● **QUÉ SE PIDE**
[A] ¿Concuerdan con el texto sobre San Francisco estas afirmaciones? (i) Quien narra vive en un sótano con ventanas que dan a un callejón. (ii) Los edificios mencionados datan de 1950. (iii) Según Adriana, caminar por el centro recuerda a Madrid. Responde sí o no a cada una y cita literalmente las palabras del texto que lo deciden.
[B] Retoma el texto sobre San Francisco justo después de su última oración y continúalo con la misma voz.

━━━━━ TEXTO FUENTE

Para ser una persona que odia los trasteos, en los últimos años mis hábitos más parecen los de peregrino sin rumbo fijo que los de un ser adulto en edad de organizarse. El Jueves, después de un coqueteo más bien largo, me entregué por fin a los placeres de vivir en San Francisco.

La ciudad que alberga buena parte de los clásicos de la novela negra, uno de los pocos géneros que he leído con algo de juicio pues no soy un lector consumado, me recibe de manera muy amable. Vivo en un sótano que de subterráneo tiene poco, aunque las ventanas sí dan a un callejón que rememora las películas de la edad temprana de la mafia en Nueva York, como Once upon a time in America (Érase una vez en América). Los edificios que datan de 1900 dejan ver sus achacos, especialmente por los temblores que significa estar en plena Falla de San Andrés.

- Caminar por el centro, -dice Adriana -es como ver lo que habría sido del centro de Bogotá si se hubiera conservado.

Y está en lo cierto: los cafetines de la Avenida Jimenez con pisos de baldosa ajedrezada por algún motivo acá no cuentan con remaches en ladrillo. Las barandas doradas siguen rechinantes, y los espejos que adornan las paredes no han sido percudidos por el paso de los años. No que sea mejor o peor, sólo que por la extraña semejanza que tienen San Francisco y Bogotá resulta curioso tener la oportunidad de ver, como por un lente de universos paralelos, otra contemporaneidad de algo que resuena en nuestro subconsciente como la época del Trolebus capitalino.

━━━━━━━━━━
━━━━━ ÍTEMS DISPONIBLES

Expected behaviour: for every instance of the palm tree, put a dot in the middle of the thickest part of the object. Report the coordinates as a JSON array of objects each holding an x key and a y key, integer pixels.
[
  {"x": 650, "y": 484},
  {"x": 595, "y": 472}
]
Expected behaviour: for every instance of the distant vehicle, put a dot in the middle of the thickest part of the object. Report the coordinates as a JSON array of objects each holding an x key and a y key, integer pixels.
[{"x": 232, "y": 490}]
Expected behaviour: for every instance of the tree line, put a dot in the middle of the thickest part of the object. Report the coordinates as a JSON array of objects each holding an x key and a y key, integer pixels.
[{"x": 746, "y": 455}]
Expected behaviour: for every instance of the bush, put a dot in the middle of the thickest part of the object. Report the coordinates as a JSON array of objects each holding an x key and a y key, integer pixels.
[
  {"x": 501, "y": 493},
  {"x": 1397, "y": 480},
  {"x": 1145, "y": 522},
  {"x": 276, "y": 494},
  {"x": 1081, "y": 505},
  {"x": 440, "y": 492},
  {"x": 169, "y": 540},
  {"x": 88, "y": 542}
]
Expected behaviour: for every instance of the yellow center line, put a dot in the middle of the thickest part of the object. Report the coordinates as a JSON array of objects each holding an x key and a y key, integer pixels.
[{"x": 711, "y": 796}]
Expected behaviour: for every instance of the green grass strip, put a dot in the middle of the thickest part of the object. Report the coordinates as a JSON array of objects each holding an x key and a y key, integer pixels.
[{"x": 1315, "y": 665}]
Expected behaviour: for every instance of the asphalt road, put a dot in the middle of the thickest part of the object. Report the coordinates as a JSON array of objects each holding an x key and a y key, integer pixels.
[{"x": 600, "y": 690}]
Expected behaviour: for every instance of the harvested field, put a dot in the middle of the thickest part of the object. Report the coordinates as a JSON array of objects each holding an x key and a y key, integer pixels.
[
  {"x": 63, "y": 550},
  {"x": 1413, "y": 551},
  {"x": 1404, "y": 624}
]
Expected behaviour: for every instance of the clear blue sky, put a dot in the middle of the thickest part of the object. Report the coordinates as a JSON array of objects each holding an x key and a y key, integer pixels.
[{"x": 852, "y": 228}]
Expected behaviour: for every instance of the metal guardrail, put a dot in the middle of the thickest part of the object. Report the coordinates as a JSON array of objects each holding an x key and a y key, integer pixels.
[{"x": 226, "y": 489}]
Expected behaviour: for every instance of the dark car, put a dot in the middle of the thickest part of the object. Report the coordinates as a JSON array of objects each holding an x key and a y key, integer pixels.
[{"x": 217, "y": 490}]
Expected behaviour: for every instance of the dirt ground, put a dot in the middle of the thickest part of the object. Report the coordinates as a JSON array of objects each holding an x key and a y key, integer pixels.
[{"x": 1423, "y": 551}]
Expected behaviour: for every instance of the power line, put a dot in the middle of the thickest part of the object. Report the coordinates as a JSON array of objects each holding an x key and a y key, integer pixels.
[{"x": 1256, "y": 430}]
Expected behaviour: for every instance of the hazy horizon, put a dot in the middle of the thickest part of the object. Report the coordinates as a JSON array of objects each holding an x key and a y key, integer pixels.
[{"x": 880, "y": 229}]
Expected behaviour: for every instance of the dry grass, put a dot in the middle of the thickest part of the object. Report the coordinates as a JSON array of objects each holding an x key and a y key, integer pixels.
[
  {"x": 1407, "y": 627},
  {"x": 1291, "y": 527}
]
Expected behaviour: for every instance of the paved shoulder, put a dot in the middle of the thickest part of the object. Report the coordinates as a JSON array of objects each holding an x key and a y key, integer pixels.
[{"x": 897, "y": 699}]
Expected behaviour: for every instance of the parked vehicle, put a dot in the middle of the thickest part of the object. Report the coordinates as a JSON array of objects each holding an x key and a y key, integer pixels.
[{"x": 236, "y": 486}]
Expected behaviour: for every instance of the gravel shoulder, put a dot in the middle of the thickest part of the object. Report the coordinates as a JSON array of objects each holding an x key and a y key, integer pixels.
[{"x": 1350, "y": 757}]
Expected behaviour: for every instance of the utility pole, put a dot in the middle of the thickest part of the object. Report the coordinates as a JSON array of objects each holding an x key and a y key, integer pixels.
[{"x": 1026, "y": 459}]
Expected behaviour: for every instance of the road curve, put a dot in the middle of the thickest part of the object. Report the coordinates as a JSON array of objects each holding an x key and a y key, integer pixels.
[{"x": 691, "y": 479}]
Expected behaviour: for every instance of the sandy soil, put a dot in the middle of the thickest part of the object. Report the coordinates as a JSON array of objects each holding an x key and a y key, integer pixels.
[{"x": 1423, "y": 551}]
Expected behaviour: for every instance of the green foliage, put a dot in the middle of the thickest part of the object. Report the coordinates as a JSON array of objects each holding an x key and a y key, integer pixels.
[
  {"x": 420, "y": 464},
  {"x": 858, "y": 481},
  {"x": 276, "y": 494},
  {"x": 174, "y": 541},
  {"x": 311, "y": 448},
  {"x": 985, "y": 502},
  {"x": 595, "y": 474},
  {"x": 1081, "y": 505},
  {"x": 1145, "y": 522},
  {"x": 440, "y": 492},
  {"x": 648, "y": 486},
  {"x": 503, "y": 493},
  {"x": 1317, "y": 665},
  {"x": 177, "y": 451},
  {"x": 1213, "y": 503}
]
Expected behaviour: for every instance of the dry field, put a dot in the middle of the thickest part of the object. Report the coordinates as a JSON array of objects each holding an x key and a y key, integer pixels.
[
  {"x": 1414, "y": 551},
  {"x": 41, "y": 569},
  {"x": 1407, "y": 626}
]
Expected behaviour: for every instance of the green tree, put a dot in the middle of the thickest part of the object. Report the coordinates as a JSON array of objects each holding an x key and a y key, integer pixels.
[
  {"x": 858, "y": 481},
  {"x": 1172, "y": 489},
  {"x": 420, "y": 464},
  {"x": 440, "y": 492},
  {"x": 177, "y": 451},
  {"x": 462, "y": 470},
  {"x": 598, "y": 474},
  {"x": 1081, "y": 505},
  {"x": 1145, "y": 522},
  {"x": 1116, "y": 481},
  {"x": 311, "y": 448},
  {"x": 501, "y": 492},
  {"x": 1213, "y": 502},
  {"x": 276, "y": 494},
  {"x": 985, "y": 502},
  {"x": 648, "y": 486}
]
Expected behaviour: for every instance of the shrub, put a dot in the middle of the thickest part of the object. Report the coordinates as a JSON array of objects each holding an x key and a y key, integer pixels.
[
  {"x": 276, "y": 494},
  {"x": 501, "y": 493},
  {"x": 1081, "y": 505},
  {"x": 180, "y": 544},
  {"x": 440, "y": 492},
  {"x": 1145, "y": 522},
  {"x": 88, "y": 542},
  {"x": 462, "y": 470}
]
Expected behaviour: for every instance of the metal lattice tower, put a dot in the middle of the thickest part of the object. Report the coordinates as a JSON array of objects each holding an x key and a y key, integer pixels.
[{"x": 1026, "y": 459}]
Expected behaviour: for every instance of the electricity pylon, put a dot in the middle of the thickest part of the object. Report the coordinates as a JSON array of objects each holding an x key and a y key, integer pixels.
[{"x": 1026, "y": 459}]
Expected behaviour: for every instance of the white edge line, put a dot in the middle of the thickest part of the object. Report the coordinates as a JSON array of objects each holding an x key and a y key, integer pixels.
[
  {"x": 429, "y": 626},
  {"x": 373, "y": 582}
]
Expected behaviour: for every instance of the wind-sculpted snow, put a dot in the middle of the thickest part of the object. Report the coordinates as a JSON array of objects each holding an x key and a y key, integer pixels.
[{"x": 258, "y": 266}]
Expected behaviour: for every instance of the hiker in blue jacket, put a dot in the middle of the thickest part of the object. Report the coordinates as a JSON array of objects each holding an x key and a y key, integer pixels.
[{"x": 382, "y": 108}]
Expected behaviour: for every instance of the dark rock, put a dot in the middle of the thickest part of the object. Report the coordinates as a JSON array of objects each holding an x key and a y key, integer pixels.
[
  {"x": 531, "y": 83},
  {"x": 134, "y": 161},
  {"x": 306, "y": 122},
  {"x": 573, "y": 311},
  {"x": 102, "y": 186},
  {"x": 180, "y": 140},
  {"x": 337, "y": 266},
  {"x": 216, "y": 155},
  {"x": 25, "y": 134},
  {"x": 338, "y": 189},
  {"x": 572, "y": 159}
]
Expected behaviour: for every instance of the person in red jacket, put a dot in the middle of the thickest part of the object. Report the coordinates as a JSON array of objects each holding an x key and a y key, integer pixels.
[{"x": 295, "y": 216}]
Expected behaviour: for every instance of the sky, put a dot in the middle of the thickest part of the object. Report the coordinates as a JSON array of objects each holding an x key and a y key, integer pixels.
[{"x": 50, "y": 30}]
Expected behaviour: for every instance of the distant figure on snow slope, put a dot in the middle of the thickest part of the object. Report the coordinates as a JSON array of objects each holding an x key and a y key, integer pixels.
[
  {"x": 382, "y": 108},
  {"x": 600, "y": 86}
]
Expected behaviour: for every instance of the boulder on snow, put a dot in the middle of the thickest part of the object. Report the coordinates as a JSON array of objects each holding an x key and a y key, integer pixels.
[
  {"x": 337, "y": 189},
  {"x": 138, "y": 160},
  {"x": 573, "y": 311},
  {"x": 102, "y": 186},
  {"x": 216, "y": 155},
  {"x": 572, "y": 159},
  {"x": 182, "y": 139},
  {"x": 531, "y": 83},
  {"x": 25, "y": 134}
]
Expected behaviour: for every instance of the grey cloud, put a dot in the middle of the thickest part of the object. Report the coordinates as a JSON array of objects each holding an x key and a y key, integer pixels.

━━━━━━━━━━

● **RESPUESTAS**
[A]
(i) Sí: "Vivo en un sótano que de subterráneo tiene poco, aunque las ventanas sí dan a un callejón".
(ii) No: "Los edificios que datan de 1900 dejan ver sus achacos".
(iii) No: "es como ver lo que habría sido del centro de Bogotá si se hubiera conservado".

[B]
El Barrio Chino, que alberga la comunidad más grande de amarillos expatriados, empieza a un par de cuadras de la puerta de mi casa, que para asombro de algunos queda en la intersección de las calles Bush y Dashiell Hammett (autor de libros clásicos como El halcón maltés y Cosecha Roja), coincidencia que cae como anillo al dedo para la época de decadencia generalizada que vivimos. Fiel seguidor de la filosofía de la primera página (y de las primeras impresiones, últimamente), reproduzco las primeras palabras de Cosecha Roja:

"I first heard Personville called Poisonville by a red-haired mucker named Hickey Dewey in the Big Ship in Butte. He also called his shirt a shoit. I didn't think anything of what he had done to the city's name. Later I heard men who could manage their r's give it the same pronunciation. I still didn’t see anything in it but the meaningless sort of humor that used to make richardsnary the thieves' word for dictionary. A few years later I went to Personville and learned better."~ Dashiell Hammett, Red Harvest.


Una excelente entrada en blog ajeno narra cómo el manuscrito de Hammett ha servido de inspiración para clásicos del cine en la constante reinvención de la narrativa épica por excelencia de nuestra generación: del policiaco a Kurosawa, para ser reencacuhado en el reencauche del Western de Sergio Leone, y volver a escena en los grandísimos hermanos Coen en Blood Simple.

- ¡Claro! Es que en el clímax de una tragedia siempre debe haber un momento cómico, y el momento más importante de la comedia debe ser un momento trágico -decía hace unos días Juan Cristóbal, en una conversación en torno a la ambivalencia de los géneros en el otro gran maestro (y aberrado sin remedio), Woody Allen. También Juan Cristóbal tuvo a bien pisotear mi más reciente Epifanía y dejarme completamente perturbado con una interpretación freudiana de mi vida.


Fotos de Rodrigo Orrantia.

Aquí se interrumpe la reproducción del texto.